**INSTRUCTIONS FOR THE TASK**
Rewrite every row below with "a single marker" replaced by "one marker" and nothing else changed, and leave the pictures out.

**ENTRIES PROVIDED**
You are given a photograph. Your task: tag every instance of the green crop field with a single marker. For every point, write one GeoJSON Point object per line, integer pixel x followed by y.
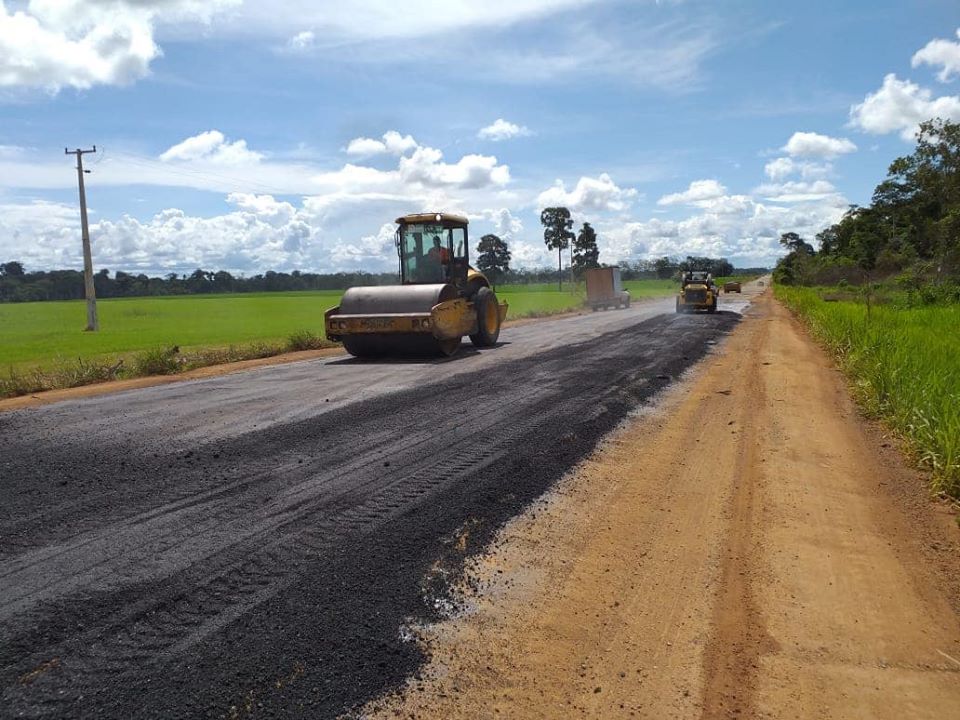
{"type": "Point", "coordinates": [904, 366]}
{"type": "Point", "coordinates": [44, 334]}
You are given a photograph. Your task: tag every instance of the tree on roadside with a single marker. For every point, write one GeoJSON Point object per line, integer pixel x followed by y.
{"type": "Point", "coordinates": [557, 234]}
{"type": "Point", "coordinates": [586, 254]}
{"type": "Point", "coordinates": [665, 267]}
{"type": "Point", "coordinates": [795, 243]}
{"type": "Point", "coordinates": [493, 257]}
{"type": "Point", "coordinates": [11, 269]}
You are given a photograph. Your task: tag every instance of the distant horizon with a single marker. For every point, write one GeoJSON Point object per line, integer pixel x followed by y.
{"type": "Point", "coordinates": [243, 134]}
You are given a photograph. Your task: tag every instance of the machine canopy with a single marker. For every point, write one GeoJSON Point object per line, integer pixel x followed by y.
{"type": "Point", "coordinates": [431, 253]}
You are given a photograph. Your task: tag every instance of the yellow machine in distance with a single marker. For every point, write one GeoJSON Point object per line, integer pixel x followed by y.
{"type": "Point", "coordinates": [697, 292]}
{"type": "Point", "coordinates": [440, 298]}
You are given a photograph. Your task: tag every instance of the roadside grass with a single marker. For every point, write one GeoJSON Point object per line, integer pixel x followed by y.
{"type": "Point", "coordinates": [904, 368]}
{"type": "Point", "coordinates": [43, 345]}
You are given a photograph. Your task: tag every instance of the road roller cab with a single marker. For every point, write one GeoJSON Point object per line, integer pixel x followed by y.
{"type": "Point", "coordinates": [697, 292]}
{"type": "Point", "coordinates": [440, 298]}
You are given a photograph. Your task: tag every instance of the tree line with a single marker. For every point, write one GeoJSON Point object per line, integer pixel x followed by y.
{"type": "Point", "coordinates": [17, 285]}
{"type": "Point", "coordinates": [493, 259]}
{"type": "Point", "coordinates": [910, 230]}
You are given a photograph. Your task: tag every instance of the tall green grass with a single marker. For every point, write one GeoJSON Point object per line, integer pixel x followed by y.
{"type": "Point", "coordinates": [904, 365]}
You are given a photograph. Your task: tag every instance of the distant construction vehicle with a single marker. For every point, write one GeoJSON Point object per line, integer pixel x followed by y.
{"type": "Point", "coordinates": [440, 298]}
{"type": "Point", "coordinates": [605, 290]}
{"type": "Point", "coordinates": [697, 292]}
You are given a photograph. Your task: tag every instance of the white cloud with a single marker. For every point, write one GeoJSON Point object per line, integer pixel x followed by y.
{"type": "Point", "coordinates": [700, 191]}
{"type": "Point", "coordinates": [51, 44]}
{"type": "Point", "coordinates": [944, 53]}
{"type": "Point", "coordinates": [792, 192]}
{"type": "Point", "coordinates": [393, 143]}
{"type": "Point", "coordinates": [596, 194]}
{"type": "Point", "coordinates": [378, 20]}
{"type": "Point", "coordinates": [213, 147]}
{"type": "Point", "coordinates": [368, 252]}
{"type": "Point", "coordinates": [748, 233]}
{"type": "Point", "coordinates": [424, 167]}
{"type": "Point", "coordinates": [900, 105]}
{"type": "Point", "coordinates": [505, 223]}
{"type": "Point", "coordinates": [804, 144]}
{"type": "Point", "coordinates": [782, 167]}
{"type": "Point", "coordinates": [502, 129]}
{"type": "Point", "coordinates": [303, 40]}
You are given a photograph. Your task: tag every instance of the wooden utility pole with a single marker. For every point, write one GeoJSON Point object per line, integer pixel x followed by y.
{"type": "Point", "coordinates": [93, 323]}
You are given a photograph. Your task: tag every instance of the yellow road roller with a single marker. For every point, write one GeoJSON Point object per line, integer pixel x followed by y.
{"type": "Point", "coordinates": [697, 292]}
{"type": "Point", "coordinates": [440, 298]}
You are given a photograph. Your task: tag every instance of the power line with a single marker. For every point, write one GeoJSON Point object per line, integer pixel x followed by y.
{"type": "Point", "coordinates": [93, 322]}
{"type": "Point", "coordinates": [239, 184]}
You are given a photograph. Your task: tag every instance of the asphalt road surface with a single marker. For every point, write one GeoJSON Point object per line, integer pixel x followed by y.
{"type": "Point", "coordinates": [256, 544]}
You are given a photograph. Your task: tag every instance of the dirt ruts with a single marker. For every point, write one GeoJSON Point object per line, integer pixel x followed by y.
{"type": "Point", "coordinates": [150, 575]}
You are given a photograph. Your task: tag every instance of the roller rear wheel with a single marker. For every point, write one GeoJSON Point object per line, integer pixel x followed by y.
{"type": "Point", "coordinates": [488, 318]}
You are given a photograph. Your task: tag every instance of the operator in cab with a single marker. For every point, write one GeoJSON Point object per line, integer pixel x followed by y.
{"type": "Point", "coordinates": [436, 261]}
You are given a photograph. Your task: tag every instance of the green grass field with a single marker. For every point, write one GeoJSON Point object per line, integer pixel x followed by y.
{"type": "Point", "coordinates": [904, 367]}
{"type": "Point", "coordinates": [47, 333]}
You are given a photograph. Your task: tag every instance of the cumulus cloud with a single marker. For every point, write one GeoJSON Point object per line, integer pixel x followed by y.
{"type": "Point", "coordinates": [597, 194]}
{"type": "Point", "coordinates": [791, 192]}
{"type": "Point", "coordinates": [942, 53]}
{"type": "Point", "coordinates": [805, 144]}
{"type": "Point", "coordinates": [501, 129]}
{"type": "Point", "coordinates": [748, 234]}
{"type": "Point", "coordinates": [51, 44]}
{"type": "Point", "coordinates": [780, 168]}
{"type": "Point", "coordinates": [303, 40]}
{"type": "Point", "coordinates": [900, 105]}
{"type": "Point", "coordinates": [699, 192]}
{"type": "Point", "coordinates": [366, 253]}
{"type": "Point", "coordinates": [505, 224]}
{"type": "Point", "coordinates": [425, 167]}
{"type": "Point", "coordinates": [783, 167]}
{"type": "Point", "coordinates": [393, 143]}
{"type": "Point", "coordinates": [212, 146]}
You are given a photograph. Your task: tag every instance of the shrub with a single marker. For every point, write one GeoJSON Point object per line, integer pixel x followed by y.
{"type": "Point", "coordinates": [157, 361]}
{"type": "Point", "coordinates": [305, 340]}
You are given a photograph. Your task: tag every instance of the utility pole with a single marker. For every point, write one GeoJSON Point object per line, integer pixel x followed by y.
{"type": "Point", "coordinates": [93, 324]}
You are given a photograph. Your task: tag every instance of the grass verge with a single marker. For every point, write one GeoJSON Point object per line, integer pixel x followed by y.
{"type": "Point", "coordinates": [904, 368]}
{"type": "Point", "coordinates": [144, 363]}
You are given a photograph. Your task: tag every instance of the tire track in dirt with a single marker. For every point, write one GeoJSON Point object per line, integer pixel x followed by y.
{"type": "Point", "coordinates": [304, 572]}
{"type": "Point", "coordinates": [747, 551]}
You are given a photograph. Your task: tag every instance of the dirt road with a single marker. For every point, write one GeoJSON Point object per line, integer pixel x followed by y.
{"type": "Point", "coordinates": [256, 544]}
{"type": "Point", "coordinates": [749, 550]}
{"type": "Point", "coordinates": [274, 543]}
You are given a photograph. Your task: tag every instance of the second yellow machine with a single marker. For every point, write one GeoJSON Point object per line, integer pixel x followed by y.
{"type": "Point", "coordinates": [440, 298]}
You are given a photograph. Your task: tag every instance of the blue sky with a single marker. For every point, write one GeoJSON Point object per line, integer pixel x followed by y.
{"type": "Point", "coordinates": [247, 135]}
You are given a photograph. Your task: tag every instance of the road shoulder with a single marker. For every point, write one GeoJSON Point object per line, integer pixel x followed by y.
{"type": "Point", "coordinates": [744, 550]}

**SOLUTION TO THIS TASK**
You are given a photograph. Your task: tag every instance of the green crop field with one marker. For every point, write one GeoJSON Point object per line, integer pixel x followed by y.
{"type": "Point", "coordinates": [904, 366]}
{"type": "Point", "coordinates": [44, 334]}
You are given a photograph. Your task: tag every instance of the tree on roadside with one marker. For every point, write one GeoJSON Point object per line, integer pixel x followed by y.
{"type": "Point", "coordinates": [557, 234]}
{"type": "Point", "coordinates": [586, 254]}
{"type": "Point", "coordinates": [665, 267]}
{"type": "Point", "coordinates": [795, 243]}
{"type": "Point", "coordinates": [493, 257]}
{"type": "Point", "coordinates": [11, 269]}
You are given a photograph. Your task: tag every instance of the distant horizon with one marker. For every point, write one GeoJSON Point object per line, integer pixel x followed by y.
{"type": "Point", "coordinates": [243, 134]}
You are given a photograph. Your task: tag every instance of the machine canopy with one marker. For every point, write one GeoJSON Point object per line, integer pixel x followed by y.
{"type": "Point", "coordinates": [431, 253]}
You are given a photograph. Your task: tag every instance of the yellow machine in distance with one marker. For every point, write one GeoJSON Point object per line, integer pixel x followed by y.
{"type": "Point", "coordinates": [697, 292]}
{"type": "Point", "coordinates": [440, 298]}
You are given a photograph. Your task: tag every instance of the roadside grass with one marker. For every point, write one GeoJSON Point object per line, integer pixel x followed by y.
{"type": "Point", "coordinates": [904, 368]}
{"type": "Point", "coordinates": [43, 345]}
You are given a photograph. Your task: tag every instance of the road roller cab with one marker. For every point, write one GeoJSON Point object per line, integer pixel x followed by y.
{"type": "Point", "coordinates": [697, 292]}
{"type": "Point", "coordinates": [440, 298]}
You are given a photograph. Your task: tag every instance of the tree line with one marker. For every point, write one GeoJSON Point object per line, integer pixel x followed by y.
{"type": "Point", "coordinates": [17, 285]}
{"type": "Point", "coordinates": [493, 259]}
{"type": "Point", "coordinates": [910, 230]}
You are given a photograph. Your task: tag every instance of the tall green grass with one marker. For every point, write one GeoJSON Point object per line, integer pixel x followed by y.
{"type": "Point", "coordinates": [904, 365]}
You are given a photograph. Your task: tag every instance of the distant construction vehicle with one marker. For every point, write one GeoJSON Point object per line, integer pixel x followed by y.
{"type": "Point", "coordinates": [440, 298]}
{"type": "Point", "coordinates": [605, 290]}
{"type": "Point", "coordinates": [697, 292]}
You are given a photograph. Your task: tag every instance of the white cloud with one marker. For every point, write one GeoJSON Point object per line, integer pixel x followed by y.
{"type": "Point", "coordinates": [700, 191]}
{"type": "Point", "coordinates": [51, 44]}
{"type": "Point", "coordinates": [944, 53]}
{"type": "Point", "coordinates": [792, 192]}
{"type": "Point", "coordinates": [393, 143]}
{"type": "Point", "coordinates": [596, 194]}
{"type": "Point", "coordinates": [378, 20]}
{"type": "Point", "coordinates": [213, 147]}
{"type": "Point", "coordinates": [368, 252]}
{"type": "Point", "coordinates": [748, 233]}
{"type": "Point", "coordinates": [424, 167]}
{"type": "Point", "coordinates": [900, 105]}
{"type": "Point", "coordinates": [505, 223]}
{"type": "Point", "coordinates": [804, 144]}
{"type": "Point", "coordinates": [782, 167]}
{"type": "Point", "coordinates": [502, 129]}
{"type": "Point", "coordinates": [303, 40]}
You are given a photograph. Your task: tag every instance of the wooden utility pole with one marker. For every point, write one GeoJSON Point object per line, integer pixel x followed by y.
{"type": "Point", "coordinates": [93, 323]}
You are given a photograph. Your task: tag every instance of the yellow road roller with one marker. For every point, write one GeoJSON Point object per line, integer pixel x followed by y.
{"type": "Point", "coordinates": [697, 292]}
{"type": "Point", "coordinates": [440, 298]}
You are given a photograph. Your task: tag every instance of the power line with one marker. For every point, write one GeoJSON Point object per line, integer pixel x followed by y.
{"type": "Point", "coordinates": [93, 322]}
{"type": "Point", "coordinates": [239, 184]}
You are given a photograph. Your task: tag every instance of the asphalt road surface with one marker. For every point, write one GeoJSON Point object per line, integer pixel x followed by y.
{"type": "Point", "coordinates": [256, 544]}
You are given a photograph. Your task: tag every instance of the dirt ruts with one marker. For every point, write one GeoJSON Point object per line, integer pixel x followed by y.
{"type": "Point", "coordinates": [150, 575]}
You are given a photograph. Your task: tag every instance of the roller rear wheel with one marker. For every point, write one GeoJSON Point object per line, integer pixel x followed by y.
{"type": "Point", "coordinates": [488, 318]}
You are given a photograph. Your task: tag every instance of the operator in cab with one marker. For every point, write one GeoJSON Point object per line, integer pixel x followed by y.
{"type": "Point", "coordinates": [436, 261]}
You are given a photograph. Your task: tag every instance of the green grass field with one marker. For every point, write one GeoJSON Point object per line, integer pixel x followed by y.
{"type": "Point", "coordinates": [904, 367]}
{"type": "Point", "coordinates": [47, 333]}
You are given a photograph. Your task: tag every instance of the cumulus cloud with one marker. For every point, write one GeoJSON Point object per line, integer pixel x followed by y.
{"type": "Point", "coordinates": [597, 194]}
{"type": "Point", "coordinates": [791, 192]}
{"type": "Point", "coordinates": [942, 53]}
{"type": "Point", "coordinates": [805, 144]}
{"type": "Point", "coordinates": [501, 129]}
{"type": "Point", "coordinates": [748, 234]}
{"type": "Point", "coordinates": [51, 44]}
{"type": "Point", "coordinates": [780, 168]}
{"type": "Point", "coordinates": [303, 40]}
{"type": "Point", "coordinates": [900, 105]}
{"type": "Point", "coordinates": [699, 192]}
{"type": "Point", "coordinates": [366, 253]}
{"type": "Point", "coordinates": [505, 224]}
{"type": "Point", "coordinates": [425, 167]}
{"type": "Point", "coordinates": [783, 167]}
{"type": "Point", "coordinates": [393, 143]}
{"type": "Point", "coordinates": [212, 146]}
You are given a photograph. Your task: tag every instance of the shrub with one marker. For every point, write one GeoJSON Point object per line, integer pixel x followed by y.
{"type": "Point", "coordinates": [157, 361]}
{"type": "Point", "coordinates": [305, 340]}
You are given a photograph. Your task: tag every instance of the utility pole with one marker. For every point, write one GeoJSON Point object per line, integer pixel x followed by y.
{"type": "Point", "coordinates": [93, 324]}
You are given a photograph. Your task: tag every instance of the grass verge with one marker. For every point, write one GeoJSON Point object per line, integer pixel x followed by y.
{"type": "Point", "coordinates": [904, 368]}
{"type": "Point", "coordinates": [144, 363]}
You are given a photograph. Your task: tag every instance of the tire track in dirt with one marker. For every point, write one GeoJSON Point object per line, integer pixel x followed by y.
{"type": "Point", "coordinates": [304, 572]}
{"type": "Point", "coordinates": [747, 551]}
You are given a photograph. Your task: tag every instance of the dirt road with one marker. For every point, write one GeoJSON Point object per line, integer pixel x followed by y.
{"type": "Point", "coordinates": [256, 544]}
{"type": "Point", "coordinates": [749, 550]}
{"type": "Point", "coordinates": [274, 543]}
You are given a photograph. Your task: tag every instance of the second yellow machine with one marker. For every point, write one GeoJSON Point object per line, integer pixel x followed by y.
{"type": "Point", "coordinates": [440, 298]}
You are given a photograph. Your task: tag every instance of the blue sky with one marker. For every point, write one GeoJSON Point object per line, integer pixel x followed by y.
{"type": "Point", "coordinates": [247, 135]}
You are given a photograph. Your task: tag every instance of the road shoulder with one marker. For every point, write one GeoJSON Point object per line, integer pixel x followed by y.
{"type": "Point", "coordinates": [744, 550]}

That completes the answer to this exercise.